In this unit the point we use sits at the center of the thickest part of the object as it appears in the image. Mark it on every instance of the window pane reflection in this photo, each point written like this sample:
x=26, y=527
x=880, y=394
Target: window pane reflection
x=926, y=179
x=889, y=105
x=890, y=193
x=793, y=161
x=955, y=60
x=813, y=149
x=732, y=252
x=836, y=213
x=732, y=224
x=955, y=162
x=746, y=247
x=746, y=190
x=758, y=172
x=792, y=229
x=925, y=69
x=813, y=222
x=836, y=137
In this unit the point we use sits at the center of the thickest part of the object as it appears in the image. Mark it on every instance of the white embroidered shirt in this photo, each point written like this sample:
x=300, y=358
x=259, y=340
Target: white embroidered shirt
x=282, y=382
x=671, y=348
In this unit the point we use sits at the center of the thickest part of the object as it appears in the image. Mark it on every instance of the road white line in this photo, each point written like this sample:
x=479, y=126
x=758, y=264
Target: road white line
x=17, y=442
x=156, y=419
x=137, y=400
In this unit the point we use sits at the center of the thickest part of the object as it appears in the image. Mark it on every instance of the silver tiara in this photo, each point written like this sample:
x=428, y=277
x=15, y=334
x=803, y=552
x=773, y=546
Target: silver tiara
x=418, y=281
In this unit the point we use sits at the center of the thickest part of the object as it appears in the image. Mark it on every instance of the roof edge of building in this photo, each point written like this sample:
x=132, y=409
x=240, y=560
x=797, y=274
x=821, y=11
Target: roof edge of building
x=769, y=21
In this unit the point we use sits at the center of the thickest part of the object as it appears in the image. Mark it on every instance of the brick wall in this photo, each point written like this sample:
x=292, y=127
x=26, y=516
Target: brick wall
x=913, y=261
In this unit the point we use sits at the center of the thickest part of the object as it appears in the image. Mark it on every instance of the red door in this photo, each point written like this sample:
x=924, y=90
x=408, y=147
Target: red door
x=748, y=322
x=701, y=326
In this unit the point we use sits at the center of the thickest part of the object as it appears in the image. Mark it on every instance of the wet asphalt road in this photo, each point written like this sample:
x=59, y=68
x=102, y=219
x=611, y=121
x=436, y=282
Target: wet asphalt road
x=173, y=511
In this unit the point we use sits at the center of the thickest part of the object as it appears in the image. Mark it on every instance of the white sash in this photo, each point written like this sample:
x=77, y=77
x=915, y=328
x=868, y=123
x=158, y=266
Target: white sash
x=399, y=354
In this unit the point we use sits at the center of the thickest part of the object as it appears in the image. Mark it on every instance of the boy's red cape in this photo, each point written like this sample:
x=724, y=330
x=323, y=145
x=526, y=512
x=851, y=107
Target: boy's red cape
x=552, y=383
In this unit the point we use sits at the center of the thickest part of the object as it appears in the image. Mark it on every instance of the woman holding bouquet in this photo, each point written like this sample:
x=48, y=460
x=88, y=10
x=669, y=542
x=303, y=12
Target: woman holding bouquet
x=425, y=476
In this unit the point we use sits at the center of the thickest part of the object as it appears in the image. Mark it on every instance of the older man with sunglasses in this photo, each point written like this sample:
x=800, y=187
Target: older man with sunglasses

════════════════════

> [TASK DIRECTIONS]: All of the records must be repeated exactly.

> [RESPONSE TO THE EXERCISE]:
In this unit the point we use sits at the center of the thickest part of the object as it appears in the image. Mark it on every instance of the window pane reflection in this photo, each point written like this sample:
x=26, y=527
x=880, y=394
Target: window pane reflection
x=926, y=179
x=889, y=105
x=890, y=193
x=793, y=161
x=955, y=60
x=813, y=149
x=732, y=252
x=836, y=213
x=732, y=224
x=955, y=162
x=746, y=247
x=746, y=190
x=758, y=172
x=792, y=229
x=925, y=69
x=813, y=222
x=836, y=137
In this unit the point we use sits at the center of the thickest part of the object as it appears in the image. Mark it on every instance of the white embroidered shirt in this photo, each point written like this sample:
x=300, y=358
x=259, y=340
Target: white embroidered shirt
x=282, y=382
x=671, y=348
In this unit the point we use sits at the center of the thickest part of the object as it appears in the image. Mark it on every instance of the road white line in this photo, each point written like this sample:
x=479, y=126
x=758, y=264
Target: road white line
x=17, y=442
x=156, y=419
x=137, y=400
In this unit the point we use sits at the center of the thickest part of the object as it appears in the image. Mark it on every instance of the silver tiara in this photo, each point written like this sample:
x=428, y=277
x=15, y=334
x=803, y=552
x=773, y=546
Target: silver tiara
x=418, y=281
In this unit the point we use sits at the center of the thickest part of the object as it appears in the image. Mark it on every instance of the roof edge of building in this photo, each point written like this sample:
x=132, y=409
x=240, y=560
x=797, y=274
x=821, y=11
Target: roof edge of building
x=769, y=21
In this unit the point we use sits at the center of the thickest part of the object as it appears in the image. Mark it on every instance of the brick wall in this photo, each point written like this sample:
x=292, y=127
x=26, y=516
Target: brick wall
x=913, y=261
In this unit the point we use sits at the center of the thickest part of the object as it appears in the image. Mark it on every instance of the red door in this photo, each point written like this sample:
x=924, y=90
x=408, y=147
Target: red door
x=748, y=322
x=701, y=326
In this unit the point we use sits at the center of the thickest part of the object as it appears in the image. Mark it on every instance of the wet asphalt road in this photo, each point written like this sample:
x=59, y=68
x=102, y=219
x=611, y=121
x=436, y=282
Target: wet asphalt road
x=173, y=511
In this unit the point we use sits at the center of the thickest part of the object as it appears in the image. Mark it on every instance of the white sash in this photo, each point written like this sample:
x=77, y=77
x=915, y=328
x=868, y=123
x=158, y=266
Target: white sash
x=399, y=354
In this unit the point we use sits at the center of the thickest part of the object as it appears in the image. Mark it on every instance of the boy's red cape in this photo, each point written like this sample:
x=724, y=330
x=323, y=145
x=526, y=512
x=851, y=107
Target: boy's red cape
x=552, y=383
In this unit the point we use sits at the center of the thickest part of the object as it appears in the image. Mark it on every instance of the woman holding bouquet in this photo, each point written like this sample:
x=48, y=460
x=88, y=10
x=669, y=542
x=303, y=12
Target: woman holding bouquet
x=425, y=476
In this unit the point we use sits at the center of the thickest part of the object as it appears in the image. Mark it on every instance of the older man with sunglasses in this photo, each point written like this sample:
x=800, y=187
Target: older man with sunglasses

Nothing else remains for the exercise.